Sprawling forests, epic mountains, glass lakes, tumbling rivers and sunny cities are just some of the reasons why Canada’s landscape is so fantastic. The country is sparsely populated with friendly locals and there are plenty of French speaking regions to give you a chance to flex your language skills. Canada spans 9,984,670km and is so large it has six time zones, not to mention laying claim to the world’s longest coastline with a distance of 202,080km.If you’re looking at expatriating to Canada in the near future, we’ve written a handy list of things you’ll need to know before you go.
So what’s life in Canada really like? Canada is massive and holds the title of the second largest country in the world. The Canadian population is made up of around 35 million citizens and there are both French and English speaking provinces – about 17.5% of Canadians can hold a conversation in French. The country has a varied range of weather; in winter some areas can sink to temperatures of -40C, while the summers can reach much warmer climes of up to 26C depending on where you are.
For those moving from the UK, there are some differences in Canadian lifestyle that might not even cross your mind until you get there, such as the sales tax added onto bills, the lower price of petrol, and vegetable prices that are sensitive to currency fluctuations. The Canadian dollar is a commodity currency and so the price of the nation’s biggest commodity, oil, can seriously affect the value of the currency. If oil prices rise, the Canadian dollar (also known as the Loonie) is likely to be found more favourable in the market and so businesses will get more for their buck when it comes to imports, which in turn makes vegetables and fresh produce cheaper. However, if an economic or political event develops and causes the Canadian dollar to fall, the price of imports will increase, and so will your weekly shop.
To live in Canada permanently you will need a visa and the Canadian government website has plenty of information and some handy questionnaires you can take to determine if you’re eligible to apply for citizenship. You can apply for temporary residence visas if you think your relocation may not be long-term, or permanent residence visas if you’re confident your move will be secure.
Visas come in the form of skilled workers and professionals, investors, entrepreneurs and self employed, family, provincial, Quebec selected skilled workers and Canadian experience. If granted a visa, you’ll be issued a permanent resident (PR) card which gives you proof that you live in Canada when leaving the country for any reason. At the time of writing visas cost anywhere between a few hundred dollars to over a thousand dollars.

• **WHAT YOU SHOULD DO**: Write out the guide on moving to Canada word for word, from start to finish. The items that come next have no connection to the guide on moving to Canada.

Saved data entries
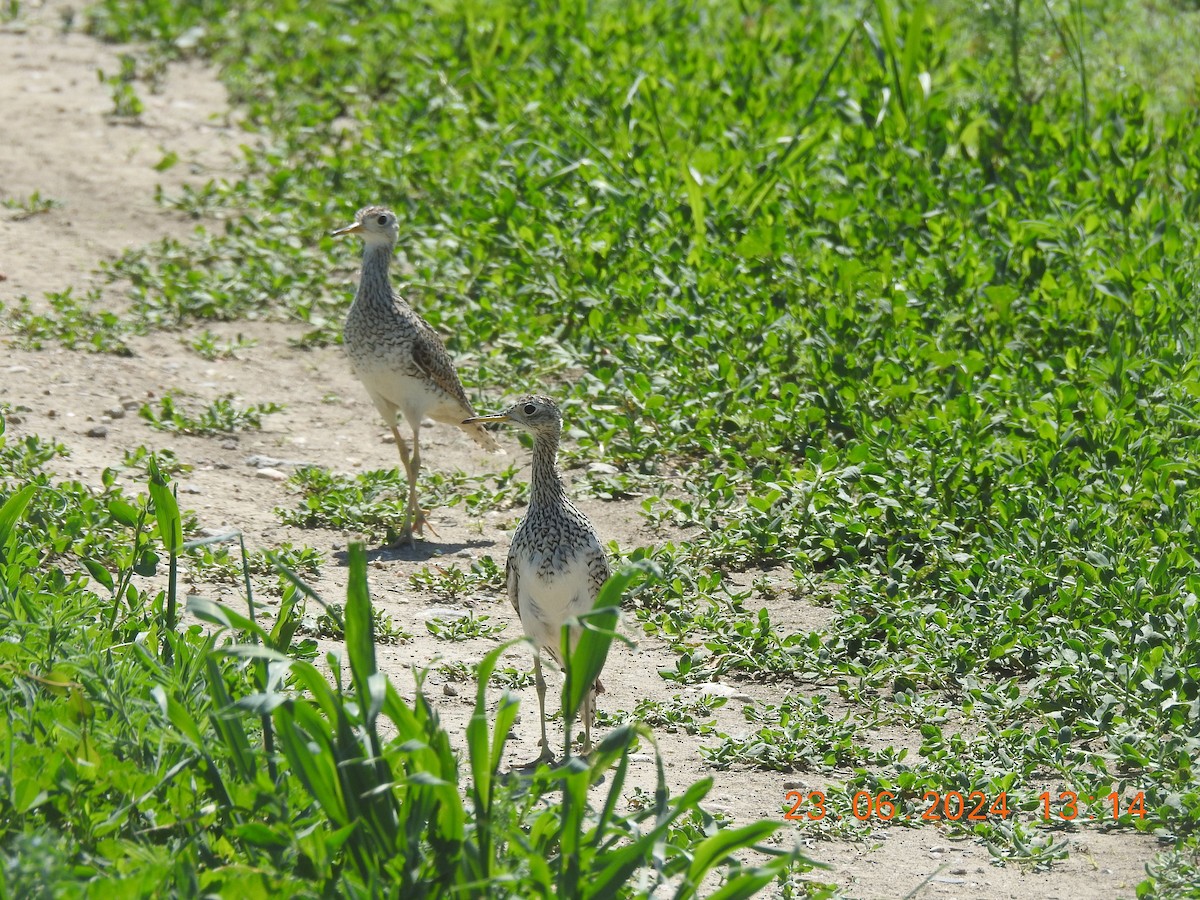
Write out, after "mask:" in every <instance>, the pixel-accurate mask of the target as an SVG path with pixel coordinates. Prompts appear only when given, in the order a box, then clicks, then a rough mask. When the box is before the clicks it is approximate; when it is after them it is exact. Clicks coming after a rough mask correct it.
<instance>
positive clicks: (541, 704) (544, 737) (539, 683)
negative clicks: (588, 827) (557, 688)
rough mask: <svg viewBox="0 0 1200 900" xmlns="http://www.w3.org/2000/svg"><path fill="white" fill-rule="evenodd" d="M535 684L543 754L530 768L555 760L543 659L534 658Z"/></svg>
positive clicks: (538, 742) (533, 670) (540, 741)
mask: <svg viewBox="0 0 1200 900" xmlns="http://www.w3.org/2000/svg"><path fill="white" fill-rule="evenodd" d="M533 683H534V686H535V688H536V689H538V713H539V718H540V721H541V740H540V742H538V743H539V745H540V746H541V754H539V756H538V758H536V760H534V761H533V762H532V763H530V766H536V764H538V763H540V762H550V761H552V760H553V758H554V754H553V752H552V751H551V749H550V740H548V739H547V738H546V679H545V678H542V674H541V658H540V656H534V658H533Z"/></svg>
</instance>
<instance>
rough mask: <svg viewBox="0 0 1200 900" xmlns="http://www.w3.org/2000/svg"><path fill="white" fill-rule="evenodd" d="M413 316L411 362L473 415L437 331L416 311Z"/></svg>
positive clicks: (432, 381)
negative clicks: (414, 334)
mask: <svg viewBox="0 0 1200 900" xmlns="http://www.w3.org/2000/svg"><path fill="white" fill-rule="evenodd" d="M413 318H415V319H416V337H415V340H414V341H413V362H415V364H416V366H418V368H420V370H421V373H422V374H424V376H425V377H426V378H427V379H428V380H431V382H433V383H434V384H436V385H438V388H440V389H442V390H444V391H445V392H446V394H449V395H450V396H451V397H454V398H455V400H457V401H458V402H460V403H462V406H463V408H464V409H466V410H467V415H468V416H469V415H474V414H475V410H474V408H473V407H472V406H470V401H469V400H467V391H464V390H463V389H462V382H460V380H458V373H457V372H455V368H454V361H452V360H451V359H450V354H449V353H446V348H445V344H443V343H442V338H440V337H438V332H437V331H434V330H433V326H432V325H430V323H427V322H426V320H425V319H422V318H421V316H420V314H419V313H418V312H415V311H414V312H413ZM464 418H466V416H464Z"/></svg>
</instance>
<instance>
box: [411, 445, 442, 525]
mask: <svg viewBox="0 0 1200 900" xmlns="http://www.w3.org/2000/svg"><path fill="white" fill-rule="evenodd" d="M420 472H421V426H420V425H418V426H416V427H414V428H413V474H412V475H410V476H409V479H408V512H407V514H406V516H410V517H414V521H413V530H415V532H416V533H418V534H420V533H421V532H424V530H425V528H426V527H428V529H430V530H431V532H432V533H433V536H434V538H439V536H440V535H439V534H438V529H437V528H434V527H433V523H432V522H430V520H427V518H426V517H425V512H424V511H422V510H421V506H420V504H418V502H416V476H418V475H419V474H420Z"/></svg>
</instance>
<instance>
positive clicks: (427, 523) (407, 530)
mask: <svg viewBox="0 0 1200 900" xmlns="http://www.w3.org/2000/svg"><path fill="white" fill-rule="evenodd" d="M391 436H392V437H394V438H395V439H396V449H397V450H400V461H401V462H402V463H403V466H404V478H406V479H407V480H408V503H406V504H404V523H403V526H402V527H401V529H400V536H398V538H396V540H395V541H394V542H392V545H391V546H392V547H398V546H401V545H404V544H407V545H409V546H412V545H413V544H415V541H414V540H413V532H414V530H415V532H416V533H418V534H420V533H421V530H422V529H424V528H425V526H428V527H430V530H431V532H433V534H434V536H437V532H436V530H434V529H433V526H432V524H430V523H428V521H427V520H426V518H425V512H422V511H421V508H420V506H418V505H416V474H418V472H420V469H421V445H420V444H419V443H418V434H416V430H415V428H414V430H413V452H412V454H409V452H408V444H407V443H406V440H404V438H402V437H401V436H400V427H398V426H396V425H392V426H391Z"/></svg>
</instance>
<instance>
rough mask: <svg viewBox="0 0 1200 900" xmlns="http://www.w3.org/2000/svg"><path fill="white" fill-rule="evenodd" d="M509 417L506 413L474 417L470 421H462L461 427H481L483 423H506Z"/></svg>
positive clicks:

• **TASK ANSWER**:
Sprawling forests, epic mountains, glass lakes, tumbling rivers and sunny cities are just some of the reasons why Canada’s landscape is so fantastic. The country is sparsely populated with friendly locals and there are plenty of French speaking regions to give you a chance to flex your language skills. Canada spans 9,984,670km and is so large it has six time zones, not to mention laying claim to the world’s longest coastline with a distance of 202,080km.If you’re looking at expatriating to Canada in the near future, we’ve written a handy list of things you’ll need to know before you go.
So what’s life in Canada really like? Canada is massive and holds the title of the second largest country in the world. The Canadian population is made up of around 35 million citizens and there are both French and English speaking provinces – about 17.5% of Canadians can hold a conversation in French. The country has a varied range of weather; in winter some areas can sink to temperatures of -40C, while the summers can reach much warmer climes of up to 26C depending on where you are.
For those moving from the UK, there are some differences in Canadian lifestyle that might not even cross your mind until you get there, such as the sales tax added onto bills, the lower price of petrol, and vegetable prices that are sensitive to currency fluctuations. The Canadian dollar is a commodity currency and so the price of the nation’s biggest commodity, oil, can seriously affect the value of the currency. If oil prices rise, the Canadian dollar (also known as the Loonie) is likely to be found more favourable in the market and so businesses will get more for their buck when it comes to imports, which in turn makes vegetables and fresh produce cheaper. However, if an economic or political event develops and causes the Canadian dollar to fall, the price of imports will increase, and so will your weekly shop.
To live in Canada permanently you will need a visa and the Canadian government website has plenty of information and some handy questionnaires you can take to determine if you’re eligible to apply for citizenship. You can apply for temporary residence visas if you think your relocation may not be long-term, or permanent residence visas if you’re confident your move will be secure.
Visas come in the form of skilled workers and professionals, investors, entrepreneurs and self employed, family, provincial, Quebec selected skilled workers and Canadian experience. If granted a visa, you’ll be issued a permanent resident (PR) card which gives you proof that you live in Canada when leaving the country for any reason. At the time of writing visas cost anywhere between a few hundred dollars to over a thousand dollars.